Natural-language object grounding data
* * *

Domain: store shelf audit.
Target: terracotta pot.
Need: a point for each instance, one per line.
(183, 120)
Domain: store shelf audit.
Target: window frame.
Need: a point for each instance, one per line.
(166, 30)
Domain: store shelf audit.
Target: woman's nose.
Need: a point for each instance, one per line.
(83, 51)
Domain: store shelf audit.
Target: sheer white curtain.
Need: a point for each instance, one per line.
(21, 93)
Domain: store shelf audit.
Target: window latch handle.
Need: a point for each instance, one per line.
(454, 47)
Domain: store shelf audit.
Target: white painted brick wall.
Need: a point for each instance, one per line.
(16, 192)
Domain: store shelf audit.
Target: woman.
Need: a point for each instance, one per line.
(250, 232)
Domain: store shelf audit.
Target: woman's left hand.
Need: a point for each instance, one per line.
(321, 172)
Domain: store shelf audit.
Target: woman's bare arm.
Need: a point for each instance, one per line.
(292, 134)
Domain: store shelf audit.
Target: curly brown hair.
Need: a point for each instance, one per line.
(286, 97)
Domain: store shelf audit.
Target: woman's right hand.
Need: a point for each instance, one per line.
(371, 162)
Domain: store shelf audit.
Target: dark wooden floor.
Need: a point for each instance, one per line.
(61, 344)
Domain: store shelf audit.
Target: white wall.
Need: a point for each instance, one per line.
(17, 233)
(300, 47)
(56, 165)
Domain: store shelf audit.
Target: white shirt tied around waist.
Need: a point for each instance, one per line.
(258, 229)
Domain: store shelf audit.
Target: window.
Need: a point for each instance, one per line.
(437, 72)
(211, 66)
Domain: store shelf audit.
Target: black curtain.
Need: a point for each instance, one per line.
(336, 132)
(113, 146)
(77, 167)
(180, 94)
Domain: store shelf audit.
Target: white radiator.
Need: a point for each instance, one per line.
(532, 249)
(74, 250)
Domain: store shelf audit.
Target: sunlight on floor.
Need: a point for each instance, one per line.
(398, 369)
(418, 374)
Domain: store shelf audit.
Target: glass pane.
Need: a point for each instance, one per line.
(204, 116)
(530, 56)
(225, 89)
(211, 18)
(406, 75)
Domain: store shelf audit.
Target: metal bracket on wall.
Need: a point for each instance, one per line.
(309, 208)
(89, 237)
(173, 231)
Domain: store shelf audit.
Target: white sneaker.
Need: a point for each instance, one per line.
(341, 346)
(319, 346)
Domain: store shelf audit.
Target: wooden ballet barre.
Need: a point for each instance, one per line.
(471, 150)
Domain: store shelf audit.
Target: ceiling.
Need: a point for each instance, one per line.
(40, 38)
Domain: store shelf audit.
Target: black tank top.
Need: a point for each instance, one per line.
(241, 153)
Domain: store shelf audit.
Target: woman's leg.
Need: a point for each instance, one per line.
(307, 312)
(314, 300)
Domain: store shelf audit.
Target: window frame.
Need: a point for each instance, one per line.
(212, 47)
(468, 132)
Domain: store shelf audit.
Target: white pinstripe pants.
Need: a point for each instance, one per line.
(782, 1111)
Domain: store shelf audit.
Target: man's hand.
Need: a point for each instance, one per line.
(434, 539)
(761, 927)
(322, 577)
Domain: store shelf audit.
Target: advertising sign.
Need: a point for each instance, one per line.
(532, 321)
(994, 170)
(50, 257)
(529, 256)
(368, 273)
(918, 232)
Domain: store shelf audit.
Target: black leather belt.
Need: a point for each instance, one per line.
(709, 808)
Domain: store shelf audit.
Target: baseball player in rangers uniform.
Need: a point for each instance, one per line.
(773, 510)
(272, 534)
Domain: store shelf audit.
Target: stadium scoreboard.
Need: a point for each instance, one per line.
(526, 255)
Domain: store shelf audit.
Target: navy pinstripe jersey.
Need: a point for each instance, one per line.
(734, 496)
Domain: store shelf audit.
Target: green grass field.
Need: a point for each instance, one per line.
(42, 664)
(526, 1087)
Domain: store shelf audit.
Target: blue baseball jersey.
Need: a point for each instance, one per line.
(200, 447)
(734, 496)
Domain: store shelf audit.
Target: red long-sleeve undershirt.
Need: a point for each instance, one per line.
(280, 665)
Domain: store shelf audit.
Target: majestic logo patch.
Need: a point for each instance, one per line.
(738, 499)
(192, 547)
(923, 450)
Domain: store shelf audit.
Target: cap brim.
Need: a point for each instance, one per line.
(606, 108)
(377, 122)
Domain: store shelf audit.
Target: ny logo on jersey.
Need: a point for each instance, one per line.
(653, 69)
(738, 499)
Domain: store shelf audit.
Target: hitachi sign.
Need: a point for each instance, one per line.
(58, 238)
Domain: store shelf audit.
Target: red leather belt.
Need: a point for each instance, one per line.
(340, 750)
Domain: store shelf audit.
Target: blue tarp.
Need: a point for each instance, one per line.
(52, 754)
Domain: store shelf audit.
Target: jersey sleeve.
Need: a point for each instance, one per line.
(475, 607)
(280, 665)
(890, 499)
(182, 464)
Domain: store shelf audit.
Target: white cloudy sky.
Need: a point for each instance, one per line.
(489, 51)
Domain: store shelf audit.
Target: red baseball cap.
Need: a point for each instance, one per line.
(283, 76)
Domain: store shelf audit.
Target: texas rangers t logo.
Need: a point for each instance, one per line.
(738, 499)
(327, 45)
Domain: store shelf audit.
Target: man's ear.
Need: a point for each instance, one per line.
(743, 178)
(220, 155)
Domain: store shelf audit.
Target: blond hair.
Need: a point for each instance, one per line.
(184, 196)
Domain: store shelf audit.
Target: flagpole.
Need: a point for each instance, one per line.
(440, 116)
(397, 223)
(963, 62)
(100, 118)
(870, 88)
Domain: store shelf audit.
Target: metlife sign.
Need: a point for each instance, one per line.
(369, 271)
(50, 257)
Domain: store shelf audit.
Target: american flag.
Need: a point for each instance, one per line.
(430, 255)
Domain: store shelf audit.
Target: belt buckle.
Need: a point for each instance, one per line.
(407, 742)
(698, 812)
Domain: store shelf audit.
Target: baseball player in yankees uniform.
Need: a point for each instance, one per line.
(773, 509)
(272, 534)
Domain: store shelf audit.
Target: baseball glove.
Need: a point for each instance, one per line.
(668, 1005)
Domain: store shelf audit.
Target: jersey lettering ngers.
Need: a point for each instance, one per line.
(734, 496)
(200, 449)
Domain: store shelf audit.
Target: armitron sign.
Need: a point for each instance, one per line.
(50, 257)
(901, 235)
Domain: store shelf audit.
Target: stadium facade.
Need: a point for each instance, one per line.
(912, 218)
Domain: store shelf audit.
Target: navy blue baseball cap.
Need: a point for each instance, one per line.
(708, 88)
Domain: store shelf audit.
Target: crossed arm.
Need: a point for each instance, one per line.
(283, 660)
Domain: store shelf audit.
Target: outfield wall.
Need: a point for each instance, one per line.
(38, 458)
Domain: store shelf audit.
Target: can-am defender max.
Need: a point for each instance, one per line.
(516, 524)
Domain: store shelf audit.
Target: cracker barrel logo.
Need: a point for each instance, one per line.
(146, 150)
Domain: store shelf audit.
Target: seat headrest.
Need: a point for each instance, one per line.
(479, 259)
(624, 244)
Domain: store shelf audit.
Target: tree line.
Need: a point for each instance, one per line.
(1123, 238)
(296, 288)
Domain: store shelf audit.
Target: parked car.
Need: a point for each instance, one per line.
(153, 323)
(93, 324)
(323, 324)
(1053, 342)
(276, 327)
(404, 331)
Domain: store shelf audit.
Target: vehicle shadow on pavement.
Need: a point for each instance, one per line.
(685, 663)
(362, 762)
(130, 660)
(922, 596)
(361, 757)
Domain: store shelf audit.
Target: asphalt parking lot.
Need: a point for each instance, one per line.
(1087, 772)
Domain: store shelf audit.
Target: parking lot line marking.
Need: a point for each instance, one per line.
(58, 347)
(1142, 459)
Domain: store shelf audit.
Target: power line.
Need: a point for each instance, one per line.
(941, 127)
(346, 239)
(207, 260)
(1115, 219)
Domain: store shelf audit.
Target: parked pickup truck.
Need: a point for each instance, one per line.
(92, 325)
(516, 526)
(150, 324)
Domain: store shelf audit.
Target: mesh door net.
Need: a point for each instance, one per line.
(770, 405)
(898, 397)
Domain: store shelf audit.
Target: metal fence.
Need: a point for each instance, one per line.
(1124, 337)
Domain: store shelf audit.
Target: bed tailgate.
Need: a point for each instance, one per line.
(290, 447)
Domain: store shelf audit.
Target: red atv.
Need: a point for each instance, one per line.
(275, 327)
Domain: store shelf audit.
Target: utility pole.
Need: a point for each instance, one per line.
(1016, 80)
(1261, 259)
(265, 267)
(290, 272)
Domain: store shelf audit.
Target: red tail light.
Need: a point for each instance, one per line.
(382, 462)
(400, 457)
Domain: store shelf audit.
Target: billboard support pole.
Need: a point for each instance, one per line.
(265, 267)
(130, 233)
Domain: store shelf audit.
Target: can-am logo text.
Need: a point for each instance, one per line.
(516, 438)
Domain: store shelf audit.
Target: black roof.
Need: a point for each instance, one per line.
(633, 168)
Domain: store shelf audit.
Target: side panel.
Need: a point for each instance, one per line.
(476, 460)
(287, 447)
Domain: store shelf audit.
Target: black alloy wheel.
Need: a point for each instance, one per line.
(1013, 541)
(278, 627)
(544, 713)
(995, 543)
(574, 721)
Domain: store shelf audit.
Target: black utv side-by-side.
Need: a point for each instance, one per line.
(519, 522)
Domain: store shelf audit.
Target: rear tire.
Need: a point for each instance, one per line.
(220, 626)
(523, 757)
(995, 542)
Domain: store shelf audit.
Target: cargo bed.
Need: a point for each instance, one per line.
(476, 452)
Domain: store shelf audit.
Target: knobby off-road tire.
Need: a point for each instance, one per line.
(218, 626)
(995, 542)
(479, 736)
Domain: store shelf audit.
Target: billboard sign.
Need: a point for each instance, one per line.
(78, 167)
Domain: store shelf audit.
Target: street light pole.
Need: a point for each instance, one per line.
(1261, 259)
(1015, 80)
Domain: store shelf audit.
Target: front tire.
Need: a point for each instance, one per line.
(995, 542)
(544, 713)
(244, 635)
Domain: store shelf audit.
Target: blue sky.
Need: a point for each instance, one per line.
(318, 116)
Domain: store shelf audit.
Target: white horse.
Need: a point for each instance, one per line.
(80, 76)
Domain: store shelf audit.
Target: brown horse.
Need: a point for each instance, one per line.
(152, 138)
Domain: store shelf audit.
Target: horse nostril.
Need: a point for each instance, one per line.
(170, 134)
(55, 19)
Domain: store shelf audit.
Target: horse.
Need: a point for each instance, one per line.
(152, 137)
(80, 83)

* * *

## What to produce
Return exactly, and only, the lines above starting at the line that contains "Target: green grass field." and ending at the line that contains "Target: blue tarp.".

## Answer box
Target: green grass field.
Need: a point for each instance, one per line.
(42, 664)
(526, 1087)
Domain: store shelf audit.
Target: blue baseball jersey.
Need: a point for each instance, one per line.
(200, 447)
(734, 496)
Domain: store shelf audit.
Target: red long-sleeve undershirt.
Need: a point for each instance, one per line.
(280, 665)
Domain: store shelf audit.
Target: majestic logo patch.
Need: a point for each instance, one per line.
(738, 499)
(192, 547)
(923, 450)
Domain: store shelf audit.
Target: cap brim.
Need: a point for each instance, one per line.
(606, 108)
(377, 122)
Domain: store shelf audit.
Target: ny logo on jersey.
Need: a point for each instance, one per line.
(653, 69)
(738, 499)
Domain: store shelf audit.
Target: hitachi sign.
Need: a point for each instance, one per line.
(58, 238)
Domain: store shelf audit.
Target: red leather belt.
Need: a point for each instance, one per line.
(340, 750)
Domain: store shelf audit.
Target: blue tarp.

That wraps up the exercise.